# EXERCISE REQUIREMENTS
Every line of the listing below should be written out exactly.

# DATA IN THIS EXERCISE
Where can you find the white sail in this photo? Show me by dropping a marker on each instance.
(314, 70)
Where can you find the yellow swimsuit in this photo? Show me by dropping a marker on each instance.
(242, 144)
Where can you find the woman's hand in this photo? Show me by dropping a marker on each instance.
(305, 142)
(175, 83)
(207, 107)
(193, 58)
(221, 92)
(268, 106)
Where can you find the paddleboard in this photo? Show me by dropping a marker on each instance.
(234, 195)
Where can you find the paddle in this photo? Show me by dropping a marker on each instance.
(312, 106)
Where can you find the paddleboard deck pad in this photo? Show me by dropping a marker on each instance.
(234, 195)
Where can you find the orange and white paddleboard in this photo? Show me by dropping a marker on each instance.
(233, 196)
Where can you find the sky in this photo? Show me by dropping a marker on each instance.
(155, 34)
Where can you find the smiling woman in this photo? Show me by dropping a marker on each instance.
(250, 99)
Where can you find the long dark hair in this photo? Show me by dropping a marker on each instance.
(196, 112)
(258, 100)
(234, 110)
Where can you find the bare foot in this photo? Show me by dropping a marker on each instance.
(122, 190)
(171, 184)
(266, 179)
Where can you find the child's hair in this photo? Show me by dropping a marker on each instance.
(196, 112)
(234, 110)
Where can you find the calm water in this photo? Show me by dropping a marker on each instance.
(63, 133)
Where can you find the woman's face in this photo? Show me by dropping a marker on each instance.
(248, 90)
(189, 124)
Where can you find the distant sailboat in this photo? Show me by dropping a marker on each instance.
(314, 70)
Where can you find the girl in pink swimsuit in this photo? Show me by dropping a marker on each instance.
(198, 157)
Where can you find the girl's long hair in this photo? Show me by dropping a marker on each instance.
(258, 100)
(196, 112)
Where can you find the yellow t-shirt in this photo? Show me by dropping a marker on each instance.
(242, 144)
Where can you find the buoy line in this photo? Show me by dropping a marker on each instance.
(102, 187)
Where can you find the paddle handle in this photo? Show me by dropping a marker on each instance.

# RESPONSE
Where can you find the white sail in this photo? Show me by dropping a marker on each instance.
(314, 70)
Where can you find the yellow swimsuit in this photo? Show me by dropping a marker on each instance.
(242, 144)
Where can you find the woman's hand in this photo? Show me by dropping a marker on each instance.
(305, 142)
(175, 83)
(207, 107)
(193, 58)
(221, 92)
(268, 106)
Where can you find the paddleboard in this photo? Show me by dropping a marker on each instance.
(234, 195)
Where can you find the paddle in this photo? Show me by dropping a marker on each instance.
(312, 106)
Where can you find the paddleboard deck pad in this photo? Show me by dropping a marker on each instance.
(234, 195)
Where can you find the orange and white paddleboard in this photo? Show me by dropping a marker on each instance.
(233, 196)
Where can you find the sky in this photo? Show me by dropping a marker on each instance.
(155, 34)
Where can you find the smiling woman in this photo? Show me by dropping a marker on each instance.
(250, 99)
Where can you find the long dark hair in this photo? Show me by dropping a marker on each instance.
(196, 112)
(258, 100)
(234, 110)
Where can you find the bare foot in this photo? Show me by dropping a marker on each instance.
(122, 190)
(171, 184)
(266, 179)
Where can you find the child's hair in this photo? Show me by dropping a marker on each instance.
(196, 112)
(234, 110)
Where can you find the calm water in this photo? Show me by dropping a marker on each instance.
(63, 133)
Where can you find the woman's face in this photo? Show me by dropping a marker on each instance.
(248, 90)
(189, 124)
Where can you find the distant sailboat in this photo? Show me by dropping a marker on each instance.
(314, 70)
Where can you find the girl in pink swimsuit in this photo? Show me by dropping a marker on each instance.
(198, 157)
Where can you find the girl's long hair in this photo? Show me by dropping a marker on each instance.
(258, 100)
(196, 112)
Where can you find the yellow t-shirt in this photo? Show me by dropping a marker on each instance.
(242, 144)
Where can you find the buoy line in this photo? Show me by dropping a marker on each instance.
(102, 187)
Where can you find the paddle handle in this photo? Show me by dropping a marker on each instance.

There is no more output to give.